# start of Supplied records
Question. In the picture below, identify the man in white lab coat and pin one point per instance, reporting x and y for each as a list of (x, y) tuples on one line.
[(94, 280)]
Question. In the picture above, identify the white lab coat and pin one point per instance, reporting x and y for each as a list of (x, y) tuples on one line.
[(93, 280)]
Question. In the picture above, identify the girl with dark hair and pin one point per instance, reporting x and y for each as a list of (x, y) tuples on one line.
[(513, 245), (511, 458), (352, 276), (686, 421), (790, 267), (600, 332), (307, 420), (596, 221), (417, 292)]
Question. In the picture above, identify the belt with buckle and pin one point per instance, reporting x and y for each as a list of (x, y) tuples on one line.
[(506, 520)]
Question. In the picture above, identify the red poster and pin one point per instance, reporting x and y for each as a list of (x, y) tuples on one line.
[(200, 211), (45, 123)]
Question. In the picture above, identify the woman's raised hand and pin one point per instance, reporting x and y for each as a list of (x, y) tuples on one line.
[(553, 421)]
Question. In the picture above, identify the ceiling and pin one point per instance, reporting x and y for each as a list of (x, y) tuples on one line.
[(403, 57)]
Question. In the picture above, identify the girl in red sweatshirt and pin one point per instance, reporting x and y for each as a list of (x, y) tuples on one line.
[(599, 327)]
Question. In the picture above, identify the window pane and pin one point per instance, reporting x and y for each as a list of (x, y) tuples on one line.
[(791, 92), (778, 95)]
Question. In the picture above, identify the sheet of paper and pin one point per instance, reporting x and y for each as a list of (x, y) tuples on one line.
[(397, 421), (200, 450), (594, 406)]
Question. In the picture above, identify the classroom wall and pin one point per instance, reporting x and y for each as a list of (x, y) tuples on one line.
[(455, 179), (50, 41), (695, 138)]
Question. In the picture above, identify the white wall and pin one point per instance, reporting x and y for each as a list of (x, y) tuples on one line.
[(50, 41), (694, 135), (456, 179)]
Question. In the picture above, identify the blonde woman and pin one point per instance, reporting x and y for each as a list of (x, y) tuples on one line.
# end of Supplied records
» Written request:
Look above for the line containing "Question. In the picture above, identify the girl with", then transcribe it and all lines after it through the last, exactly and with nothing else.

» Exercise output:
Question. In the picture above, identify the girl with dark hair and pin one point per instance, reporting x and y for each as a list of (x, y) tuples on one line.
[(513, 245), (511, 458), (352, 276), (686, 421), (790, 267), (600, 332), (307, 420), (596, 221), (417, 292)]
Question. In the picture above, identify the belt with buckle and pin one point per instance, reporting x and y for each as a list of (x, y) tuples on one line.
[(506, 520)]
Question. In the picture above, identify the red poster and pin one point per instance, reporting x and y for each as a list of (x, y) tuples on one line.
[(200, 211), (45, 123)]
Question. In the picture above, identify the woman's raised hand and pin one point per instance, reporting x and y for each as a list of (x, y) tuples on one line.
[(553, 421)]
Question. In the picture above, identify the ceiling and pin one point per instance, reporting x and y for each as a list of (x, y) tuples on one line.
[(403, 57)]
Question. In the picture above, identify the girl in red sweatshirt and pin one point per instance, reporting x and y for each as a list of (x, y) tuples on one line.
[(599, 327)]
Question. In the picture above, identify the window pane and pin one point per instance, reporting x and y for each as a list of (x, y) tuples on one line.
[(791, 92), (778, 95)]
Question. In the picture above, identify the sheet of paper and pin one point per instance, reporting x and y for each as a list of (x, y) tuples on one line.
[(397, 421), (200, 450), (594, 406)]
Question. In the picture above, identify the classroom wall and pin one point per instance, reporting x and y for each as a list of (x, y) tuples on one line.
[(455, 179), (50, 41), (695, 138)]
Question. In the picture above, identify the white wall and pin one point per instance, reporting x and y for each as a list of (x, y) tuples on one line.
[(50, 41), (694, 135), (456, 179)]
Question. In the picture above, identify the blonde woman and pin one point per instance, reporting x and y for each as a list of (x, y) tuples on one line.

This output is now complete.